[Task details]
In the text on the Appalachian Trail study, at how many of the 4,000 Forest Service monitoring plots were tree-of-heaven populations found?

KINGSTON, R.I. – April 23, 2014 – A team of researchers led by a University of Rhode Island professor has completed a five-year study of the Appalachian Trail and developed a satellite-based system for monitoring and forecasting ecological conditions along the trail. One of its initial conclusions is that the invasive species tree-of-heaven is expected to expand northward to New England due to climate change.

Yeqiao Wang, a URI professor of terrestrial remote sensing, says that his team’s research combining satellite-based data with ground-based ecological monitoring will be useful in the management of the lands along the Appalachian Trail.

“But our tools aren’t just about managing the trail; it’s about the entire eastern United States,” he said. “We study the trail as a representative megatransect to reflect the ecological conditions of the eastern U.S.”

In a paper published this month in the journal Philosophical Transactions of the Royal Society, Wang and URI colleagues Peter August and John Clark demonstrate the use of the new monitoring system by focusing on the current status and predicted expansion of tree-of-heaven, a problematic invasive species that was introduced to the United States in 1784 for ornamental planting. Native to China, the tree has been found to suppress native species and disperse widely by releasing vast quantities of airborne seeds that colonize gaps in forest canopies.

The study found tree-of-heaven populations at 136 out of 4,000 monitoring plots established by the U.S. Forest Service along the Appalachian Trail, mostly in the trail’s central portion in Virginia but also in smaller numbers as far south as North Carolina and as far north as New York. None were found in New England.

“Based on climate models and where we find tree-of-heaven now, the study predicts that the New England states will be suitable habitat for tree-of-heaven by the end of the century,” Wang said. “It is currently distributed in lowland areas, but it could also end up in high elevations to the south of its current range.”

According to Wang, the objective of the broader research project was to create a decision support system for monitoring, reporting and forecasting the ecological conditions of the Appalachian Trail to improve the management of the natural resources and biological diversity of the region. Satellite-based remote sensing is the most effective way of learning about the large-scale changes taking place along the trail. Wang noted that the trail’s north-south alignment represents a cross-section of the eastern United States forests and alpine areas, making it an ideal setting for collecting scientifically valid and relevant data for early detection of undesirable changes to the region’s natural resources.

In addition to Wang and colleagues at URI, other institutions collaborating on the project include the NASA Ames Research Center, the National Park Service, the U.S. Forest Service, the U.S. Geological Survey and the Appalachian Trail Conservancy. The project was funded by NASA.

The 2,175-mile Appalachian Trail runs from Springer Mountain in northern Georgia to Mount Katahdin in central Maine. Along the way it crosses 14 states and intersects with eight national forests, six units of the National Park System, more than 70 state parks, forests and game management units, and 287 local jurisdictions. The trail and its surrounding 250,000 acres of protected lands harbor forests with some of the greatest biological diversity in the country.

[Material supplied]
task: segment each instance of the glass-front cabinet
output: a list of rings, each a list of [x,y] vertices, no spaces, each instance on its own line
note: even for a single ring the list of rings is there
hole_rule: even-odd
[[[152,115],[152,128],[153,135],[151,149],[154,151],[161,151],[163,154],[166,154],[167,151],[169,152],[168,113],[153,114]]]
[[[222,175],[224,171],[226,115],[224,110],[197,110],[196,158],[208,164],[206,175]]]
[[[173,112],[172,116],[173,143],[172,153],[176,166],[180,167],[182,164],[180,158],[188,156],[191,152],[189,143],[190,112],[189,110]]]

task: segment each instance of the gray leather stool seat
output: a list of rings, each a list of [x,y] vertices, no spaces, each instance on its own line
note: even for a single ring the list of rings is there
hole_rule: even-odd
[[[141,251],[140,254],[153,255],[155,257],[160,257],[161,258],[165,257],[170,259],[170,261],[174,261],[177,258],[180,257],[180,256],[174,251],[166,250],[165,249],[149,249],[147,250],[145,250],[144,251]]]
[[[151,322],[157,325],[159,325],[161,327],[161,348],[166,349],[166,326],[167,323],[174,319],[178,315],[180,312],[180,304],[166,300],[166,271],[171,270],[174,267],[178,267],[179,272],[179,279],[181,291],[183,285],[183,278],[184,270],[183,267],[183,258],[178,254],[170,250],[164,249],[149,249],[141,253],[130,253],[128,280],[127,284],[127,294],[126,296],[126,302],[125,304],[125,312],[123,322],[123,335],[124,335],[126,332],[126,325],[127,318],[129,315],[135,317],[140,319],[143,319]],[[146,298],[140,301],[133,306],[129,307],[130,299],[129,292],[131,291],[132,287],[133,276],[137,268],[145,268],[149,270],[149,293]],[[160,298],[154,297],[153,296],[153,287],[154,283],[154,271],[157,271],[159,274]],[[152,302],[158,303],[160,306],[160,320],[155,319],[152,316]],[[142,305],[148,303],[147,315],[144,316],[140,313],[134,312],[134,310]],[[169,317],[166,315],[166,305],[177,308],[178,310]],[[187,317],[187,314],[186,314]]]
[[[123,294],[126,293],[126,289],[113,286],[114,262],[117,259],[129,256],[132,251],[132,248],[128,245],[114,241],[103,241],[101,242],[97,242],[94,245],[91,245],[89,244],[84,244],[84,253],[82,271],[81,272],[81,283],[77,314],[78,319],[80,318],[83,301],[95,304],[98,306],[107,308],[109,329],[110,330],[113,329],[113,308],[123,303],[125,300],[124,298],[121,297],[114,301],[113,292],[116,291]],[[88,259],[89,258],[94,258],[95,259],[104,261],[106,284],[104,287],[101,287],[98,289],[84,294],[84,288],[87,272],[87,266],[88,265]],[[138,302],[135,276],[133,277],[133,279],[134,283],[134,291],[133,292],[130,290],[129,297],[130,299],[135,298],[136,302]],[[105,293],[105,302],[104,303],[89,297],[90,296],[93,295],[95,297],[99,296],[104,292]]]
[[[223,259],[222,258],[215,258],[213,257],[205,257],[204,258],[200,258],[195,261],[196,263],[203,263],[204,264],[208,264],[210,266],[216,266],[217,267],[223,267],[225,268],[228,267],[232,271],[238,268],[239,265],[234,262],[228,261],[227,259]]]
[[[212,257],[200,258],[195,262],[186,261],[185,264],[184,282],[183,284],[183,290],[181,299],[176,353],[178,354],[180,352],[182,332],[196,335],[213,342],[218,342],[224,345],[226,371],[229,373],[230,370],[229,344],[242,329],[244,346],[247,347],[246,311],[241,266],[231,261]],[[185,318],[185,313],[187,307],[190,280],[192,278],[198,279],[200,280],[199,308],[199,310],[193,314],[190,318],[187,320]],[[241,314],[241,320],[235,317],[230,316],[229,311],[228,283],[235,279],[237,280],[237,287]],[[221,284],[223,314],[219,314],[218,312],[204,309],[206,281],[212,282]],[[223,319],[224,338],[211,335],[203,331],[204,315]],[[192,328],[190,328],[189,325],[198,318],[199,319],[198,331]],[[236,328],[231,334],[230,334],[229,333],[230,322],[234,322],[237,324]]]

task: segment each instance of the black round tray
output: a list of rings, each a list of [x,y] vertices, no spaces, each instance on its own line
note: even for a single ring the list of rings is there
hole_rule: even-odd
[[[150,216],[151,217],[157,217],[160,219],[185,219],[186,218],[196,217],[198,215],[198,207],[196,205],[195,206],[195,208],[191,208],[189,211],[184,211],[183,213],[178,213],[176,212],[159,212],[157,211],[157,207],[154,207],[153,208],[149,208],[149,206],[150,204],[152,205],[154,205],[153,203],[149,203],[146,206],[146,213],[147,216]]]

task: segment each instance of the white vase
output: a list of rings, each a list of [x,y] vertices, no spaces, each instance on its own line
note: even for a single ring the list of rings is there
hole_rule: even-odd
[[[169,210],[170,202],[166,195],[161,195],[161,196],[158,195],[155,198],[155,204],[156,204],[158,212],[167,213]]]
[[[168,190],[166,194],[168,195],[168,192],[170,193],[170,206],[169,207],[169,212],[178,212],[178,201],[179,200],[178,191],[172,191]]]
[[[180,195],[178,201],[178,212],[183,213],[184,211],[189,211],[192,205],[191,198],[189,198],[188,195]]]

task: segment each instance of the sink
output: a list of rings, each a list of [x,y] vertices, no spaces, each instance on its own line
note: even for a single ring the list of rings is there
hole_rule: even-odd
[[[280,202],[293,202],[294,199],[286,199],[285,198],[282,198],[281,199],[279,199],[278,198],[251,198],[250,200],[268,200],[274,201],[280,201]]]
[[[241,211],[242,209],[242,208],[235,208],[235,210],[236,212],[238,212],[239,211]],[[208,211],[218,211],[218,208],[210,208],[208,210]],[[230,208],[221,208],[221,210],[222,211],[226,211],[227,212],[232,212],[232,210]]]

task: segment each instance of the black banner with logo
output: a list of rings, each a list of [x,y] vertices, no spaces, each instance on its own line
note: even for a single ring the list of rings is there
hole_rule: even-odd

[Task answer]
136